Record excerpts:
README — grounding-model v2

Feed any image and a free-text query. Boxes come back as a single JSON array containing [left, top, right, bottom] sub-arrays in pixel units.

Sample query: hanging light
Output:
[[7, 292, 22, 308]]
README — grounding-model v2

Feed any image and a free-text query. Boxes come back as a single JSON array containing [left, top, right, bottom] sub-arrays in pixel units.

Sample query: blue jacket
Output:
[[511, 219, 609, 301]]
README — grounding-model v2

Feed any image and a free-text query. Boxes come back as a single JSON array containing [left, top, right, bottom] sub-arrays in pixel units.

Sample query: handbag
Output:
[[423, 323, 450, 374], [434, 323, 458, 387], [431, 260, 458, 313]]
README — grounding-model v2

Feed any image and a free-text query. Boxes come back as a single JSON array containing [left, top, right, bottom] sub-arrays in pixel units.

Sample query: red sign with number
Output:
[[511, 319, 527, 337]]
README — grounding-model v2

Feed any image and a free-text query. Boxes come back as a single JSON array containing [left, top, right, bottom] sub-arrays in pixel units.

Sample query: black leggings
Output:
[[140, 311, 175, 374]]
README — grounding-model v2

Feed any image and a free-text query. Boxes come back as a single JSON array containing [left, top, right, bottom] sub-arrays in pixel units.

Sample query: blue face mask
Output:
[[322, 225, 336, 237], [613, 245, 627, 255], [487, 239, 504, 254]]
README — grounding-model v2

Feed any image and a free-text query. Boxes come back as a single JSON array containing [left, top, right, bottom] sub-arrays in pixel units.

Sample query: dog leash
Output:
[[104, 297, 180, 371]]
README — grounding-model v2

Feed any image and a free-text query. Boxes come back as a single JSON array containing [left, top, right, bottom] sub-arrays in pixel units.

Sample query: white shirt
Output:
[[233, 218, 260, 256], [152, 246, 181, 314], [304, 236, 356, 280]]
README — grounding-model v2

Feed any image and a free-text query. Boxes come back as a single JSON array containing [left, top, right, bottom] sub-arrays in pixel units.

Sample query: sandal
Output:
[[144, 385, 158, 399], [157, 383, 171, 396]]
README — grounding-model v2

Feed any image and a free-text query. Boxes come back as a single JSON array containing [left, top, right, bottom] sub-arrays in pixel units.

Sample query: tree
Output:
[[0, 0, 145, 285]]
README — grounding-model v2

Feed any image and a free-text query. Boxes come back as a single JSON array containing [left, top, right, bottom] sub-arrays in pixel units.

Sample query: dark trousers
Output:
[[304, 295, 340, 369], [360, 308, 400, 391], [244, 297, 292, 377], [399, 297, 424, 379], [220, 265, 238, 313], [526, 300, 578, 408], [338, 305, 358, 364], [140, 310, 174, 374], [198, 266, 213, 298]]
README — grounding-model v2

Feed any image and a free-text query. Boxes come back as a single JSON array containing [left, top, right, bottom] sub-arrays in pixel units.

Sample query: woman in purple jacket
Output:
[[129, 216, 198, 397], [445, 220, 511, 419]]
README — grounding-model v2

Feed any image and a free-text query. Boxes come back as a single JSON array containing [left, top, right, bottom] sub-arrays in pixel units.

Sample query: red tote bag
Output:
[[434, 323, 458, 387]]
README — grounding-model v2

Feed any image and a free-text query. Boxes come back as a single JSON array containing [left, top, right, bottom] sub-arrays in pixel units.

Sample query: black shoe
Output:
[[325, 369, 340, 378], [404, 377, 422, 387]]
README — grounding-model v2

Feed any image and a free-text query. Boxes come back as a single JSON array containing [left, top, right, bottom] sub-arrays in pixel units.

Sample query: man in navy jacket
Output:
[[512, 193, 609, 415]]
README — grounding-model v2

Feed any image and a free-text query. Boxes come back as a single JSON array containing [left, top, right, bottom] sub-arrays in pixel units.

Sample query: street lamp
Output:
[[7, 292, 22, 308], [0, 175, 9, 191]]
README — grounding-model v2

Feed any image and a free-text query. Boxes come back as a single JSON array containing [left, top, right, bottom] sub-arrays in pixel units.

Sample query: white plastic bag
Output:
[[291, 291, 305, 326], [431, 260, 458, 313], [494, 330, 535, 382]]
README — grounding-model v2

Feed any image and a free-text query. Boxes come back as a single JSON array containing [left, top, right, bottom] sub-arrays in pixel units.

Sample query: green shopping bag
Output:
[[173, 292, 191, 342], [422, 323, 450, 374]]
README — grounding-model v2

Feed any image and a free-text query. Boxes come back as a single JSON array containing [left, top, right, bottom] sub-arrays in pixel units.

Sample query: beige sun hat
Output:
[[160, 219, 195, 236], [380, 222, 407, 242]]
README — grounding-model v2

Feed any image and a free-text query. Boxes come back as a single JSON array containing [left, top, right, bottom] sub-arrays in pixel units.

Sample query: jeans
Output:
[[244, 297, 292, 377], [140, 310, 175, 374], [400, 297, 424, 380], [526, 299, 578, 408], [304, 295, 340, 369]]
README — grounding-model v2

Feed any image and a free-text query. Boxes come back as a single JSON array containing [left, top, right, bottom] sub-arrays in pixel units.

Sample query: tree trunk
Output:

Exercise objective:
Transcribe the entries word for word, from the first line down to and including the line that contains "[[104, 297, 180, 371]]".

Exercise response:
README — grounding-model v2

Feed any image and a free-text query. Boxes come back as a single JSON array containing [left, top, right, bottom] sub-arrays in pixel units.

Sample query: hanging light
Output:
[[7, 292, 22, 308]]
README — grounding-model v2

Feed any image and a free-text query. Boxes come back as a single JSON array containing [left, top, right, bottom] sub-arrays in pixel units.

Sample query: blue jacket
Output:
[[511, 219, 609, 301]]
README — grounding-model v2

Feed any image and a free-text query. Boxes come back as a single JSON array containing [left, top, right, bottom] sub-arrays in pixel units.

Sample query: handbag
Output:
[[423, 323, 450, 374], [434, 323, 458, 387], [431, 260, 458, 313]]
README — grounding-model v2

Feed any image and a free-text query. Boxes come back as a single JSON array containing [left, top, right, bottom] sub-arrays in pixel units.

Sample query: red sign with number
Output:
[[511, 319, 527, 337]]
README — grounding-model v2

Feed any image and a free-text query. Boxes come back as a single JSON array containing [left, top, right, bottom] sub-arrays in pixel units.

Sample query: black leggings
Output:
[[140, 311, 175, 374]]
README — grounding-model v2

Feed any image and a free-text query. Boxes come back as a single JSON array containing [left, top, right, bottom] sub-arrays in pixel units.

Sample query: blue face mask
Output:
[[322, 225, 336, 237], [613, 245, 627, 255], [487, 239, 504, 254]]
README — grounding-model v2

Feed any image and a free-text query. Boxes come back as a single JSON array containing [left, top, right, bottom] sub-arrays in pixel units.

Sample query: dog leash
Output:
[[104, 297, 180, 371]]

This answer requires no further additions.